## Problem requirements
From the material below, pull out the stretch from the line containing "Locate the lamp" through the line containing "(113, 1271)", both lines included, and reproduce it word for word.

begin Records supplied

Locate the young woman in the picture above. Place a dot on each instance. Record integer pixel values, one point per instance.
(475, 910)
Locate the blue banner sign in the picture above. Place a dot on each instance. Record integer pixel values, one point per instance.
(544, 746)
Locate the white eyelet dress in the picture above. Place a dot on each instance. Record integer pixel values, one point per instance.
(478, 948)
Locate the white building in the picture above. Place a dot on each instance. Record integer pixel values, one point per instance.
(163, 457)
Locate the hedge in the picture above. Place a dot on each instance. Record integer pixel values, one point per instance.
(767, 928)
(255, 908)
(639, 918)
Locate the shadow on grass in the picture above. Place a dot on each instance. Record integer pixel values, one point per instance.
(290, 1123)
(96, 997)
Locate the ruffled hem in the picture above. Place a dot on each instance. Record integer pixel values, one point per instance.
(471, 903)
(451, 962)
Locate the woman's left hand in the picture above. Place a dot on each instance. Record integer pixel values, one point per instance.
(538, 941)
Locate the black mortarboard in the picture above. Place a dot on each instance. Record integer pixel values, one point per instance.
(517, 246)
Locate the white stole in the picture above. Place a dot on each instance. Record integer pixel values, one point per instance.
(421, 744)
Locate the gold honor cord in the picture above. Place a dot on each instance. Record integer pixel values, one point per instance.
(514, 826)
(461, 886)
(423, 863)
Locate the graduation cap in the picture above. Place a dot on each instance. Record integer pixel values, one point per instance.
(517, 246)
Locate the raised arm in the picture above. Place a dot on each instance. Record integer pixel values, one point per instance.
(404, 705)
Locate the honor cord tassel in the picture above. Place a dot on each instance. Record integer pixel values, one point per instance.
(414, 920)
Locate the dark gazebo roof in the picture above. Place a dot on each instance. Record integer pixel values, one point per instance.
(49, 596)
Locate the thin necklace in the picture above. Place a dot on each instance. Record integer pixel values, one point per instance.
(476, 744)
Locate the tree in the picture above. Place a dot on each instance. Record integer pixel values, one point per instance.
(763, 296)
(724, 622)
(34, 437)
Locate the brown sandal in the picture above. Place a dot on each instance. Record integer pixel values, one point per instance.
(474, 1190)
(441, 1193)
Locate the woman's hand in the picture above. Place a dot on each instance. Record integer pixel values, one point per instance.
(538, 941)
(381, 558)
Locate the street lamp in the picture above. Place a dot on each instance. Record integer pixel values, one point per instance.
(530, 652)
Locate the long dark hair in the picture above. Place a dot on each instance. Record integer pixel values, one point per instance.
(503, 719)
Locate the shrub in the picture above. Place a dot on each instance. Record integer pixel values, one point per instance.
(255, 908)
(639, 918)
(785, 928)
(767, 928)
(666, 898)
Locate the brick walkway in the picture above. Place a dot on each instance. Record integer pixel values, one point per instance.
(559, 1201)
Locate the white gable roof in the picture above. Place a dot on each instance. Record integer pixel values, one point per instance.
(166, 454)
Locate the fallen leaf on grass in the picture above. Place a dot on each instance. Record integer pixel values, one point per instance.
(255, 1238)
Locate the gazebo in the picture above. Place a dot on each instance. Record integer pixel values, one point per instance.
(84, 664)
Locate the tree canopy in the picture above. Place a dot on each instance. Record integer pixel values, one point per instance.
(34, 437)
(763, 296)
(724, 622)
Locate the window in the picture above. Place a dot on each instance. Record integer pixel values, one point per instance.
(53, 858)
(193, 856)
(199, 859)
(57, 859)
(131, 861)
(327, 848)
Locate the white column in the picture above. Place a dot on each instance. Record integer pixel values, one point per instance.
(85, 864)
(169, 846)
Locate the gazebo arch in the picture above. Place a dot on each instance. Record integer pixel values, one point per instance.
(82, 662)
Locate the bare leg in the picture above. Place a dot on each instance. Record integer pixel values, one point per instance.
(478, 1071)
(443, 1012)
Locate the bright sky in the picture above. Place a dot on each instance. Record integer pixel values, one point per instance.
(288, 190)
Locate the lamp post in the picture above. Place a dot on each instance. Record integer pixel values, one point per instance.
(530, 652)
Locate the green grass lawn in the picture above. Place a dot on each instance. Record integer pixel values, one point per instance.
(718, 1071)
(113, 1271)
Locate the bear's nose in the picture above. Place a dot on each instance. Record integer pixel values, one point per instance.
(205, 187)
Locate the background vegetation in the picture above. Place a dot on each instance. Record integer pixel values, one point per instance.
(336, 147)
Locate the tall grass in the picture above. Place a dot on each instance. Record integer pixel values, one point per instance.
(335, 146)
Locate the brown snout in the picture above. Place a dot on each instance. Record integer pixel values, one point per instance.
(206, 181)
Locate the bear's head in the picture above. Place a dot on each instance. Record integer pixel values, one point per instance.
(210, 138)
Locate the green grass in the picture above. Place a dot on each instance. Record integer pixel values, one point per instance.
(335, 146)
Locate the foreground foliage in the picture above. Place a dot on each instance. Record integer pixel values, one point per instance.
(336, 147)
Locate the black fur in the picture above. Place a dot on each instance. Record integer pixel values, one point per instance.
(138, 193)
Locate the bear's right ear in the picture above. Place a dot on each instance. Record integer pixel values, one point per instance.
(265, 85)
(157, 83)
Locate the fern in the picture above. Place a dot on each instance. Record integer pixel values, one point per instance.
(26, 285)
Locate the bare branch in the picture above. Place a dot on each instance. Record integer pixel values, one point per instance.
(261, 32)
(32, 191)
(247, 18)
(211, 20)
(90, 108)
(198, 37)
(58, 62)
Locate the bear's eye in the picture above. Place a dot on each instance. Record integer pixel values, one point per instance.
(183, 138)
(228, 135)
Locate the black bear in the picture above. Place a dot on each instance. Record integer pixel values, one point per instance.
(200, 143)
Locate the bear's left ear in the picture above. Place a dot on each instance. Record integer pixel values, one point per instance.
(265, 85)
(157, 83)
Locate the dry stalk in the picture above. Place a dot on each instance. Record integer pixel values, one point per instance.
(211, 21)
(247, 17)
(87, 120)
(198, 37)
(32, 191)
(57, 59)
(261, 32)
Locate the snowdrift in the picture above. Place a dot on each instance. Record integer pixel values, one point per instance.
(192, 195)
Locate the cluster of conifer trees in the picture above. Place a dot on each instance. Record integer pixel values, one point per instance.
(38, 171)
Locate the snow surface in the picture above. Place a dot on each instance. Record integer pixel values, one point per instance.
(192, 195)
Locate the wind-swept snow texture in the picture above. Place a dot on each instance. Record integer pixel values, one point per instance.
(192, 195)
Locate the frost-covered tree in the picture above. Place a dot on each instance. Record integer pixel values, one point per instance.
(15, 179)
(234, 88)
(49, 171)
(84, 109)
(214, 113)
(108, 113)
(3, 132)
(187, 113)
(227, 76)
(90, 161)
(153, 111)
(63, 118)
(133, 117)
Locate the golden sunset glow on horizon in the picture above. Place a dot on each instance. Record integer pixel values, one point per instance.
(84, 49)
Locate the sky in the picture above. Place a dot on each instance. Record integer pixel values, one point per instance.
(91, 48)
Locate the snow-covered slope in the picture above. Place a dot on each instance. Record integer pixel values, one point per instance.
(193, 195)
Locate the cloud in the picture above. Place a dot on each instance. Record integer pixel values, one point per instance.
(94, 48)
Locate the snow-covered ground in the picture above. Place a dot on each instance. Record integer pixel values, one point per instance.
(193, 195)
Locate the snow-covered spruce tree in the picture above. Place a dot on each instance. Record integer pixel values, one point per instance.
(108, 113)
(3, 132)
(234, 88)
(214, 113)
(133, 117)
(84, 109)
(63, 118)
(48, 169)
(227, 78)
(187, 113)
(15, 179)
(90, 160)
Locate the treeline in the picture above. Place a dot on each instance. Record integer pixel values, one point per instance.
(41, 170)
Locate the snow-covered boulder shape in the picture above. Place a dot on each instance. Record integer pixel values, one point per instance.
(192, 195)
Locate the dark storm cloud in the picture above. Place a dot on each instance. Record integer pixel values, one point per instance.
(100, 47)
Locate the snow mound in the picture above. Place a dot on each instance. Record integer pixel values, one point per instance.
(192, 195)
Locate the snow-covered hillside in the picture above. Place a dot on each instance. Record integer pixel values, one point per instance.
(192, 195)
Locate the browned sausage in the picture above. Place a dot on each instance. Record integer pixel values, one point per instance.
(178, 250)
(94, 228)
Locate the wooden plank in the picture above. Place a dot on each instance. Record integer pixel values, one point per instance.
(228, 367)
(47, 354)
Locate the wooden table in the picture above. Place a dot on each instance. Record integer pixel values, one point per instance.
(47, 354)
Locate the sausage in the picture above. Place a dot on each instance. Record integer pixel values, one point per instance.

end Records supplied

## Task result
Locate the lamp post in the picture above. Place a dot on each instance. Record integer pixel values, one point per instance.
(530, 652)
Locate the green grass lawn in the picture above. Place a dot on each instance. Record integer pixel values, one point per instance.
(718, 1071)
(113, 1271)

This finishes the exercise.